» **What to work on**
Rewrite the listing below so that every "green foliage" becomes "leafy vegetation" and nothing else is altered. Leave the pictures out of your version.

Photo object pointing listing
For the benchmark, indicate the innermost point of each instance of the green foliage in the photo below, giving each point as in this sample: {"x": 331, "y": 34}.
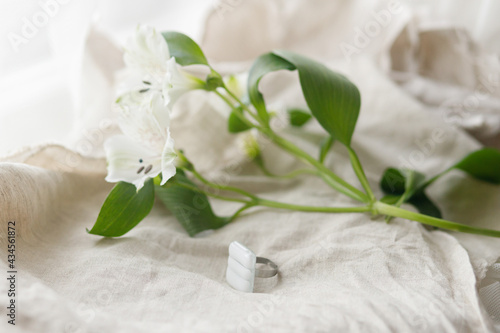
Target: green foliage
{"x": 407, "y": 186}
{"x": 123, "y": 209}
{"x": 184, "y": 49}
{"x": 191, "y": 207}
{"x": 298, "y": 117}
{"x": 264, "y": 64}
{"x": 332, "y": 98}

» **Result for this exercise**
For the benchmark, indicate the innermost point of each instance of the leafy vegetation in the photo below, giving each point as in this sample: {"x": 331, "y": 34}.
Target: leafy vegetation
{"x": 407, "y": 186}
{"x": 123, "y": 209}
{"x": 184, "y": 49}
{"x": 191, "y": 207}
{"x": 298, "y": 117}
{"x": 264, "y": 64}
{"x": 332, "y": 98}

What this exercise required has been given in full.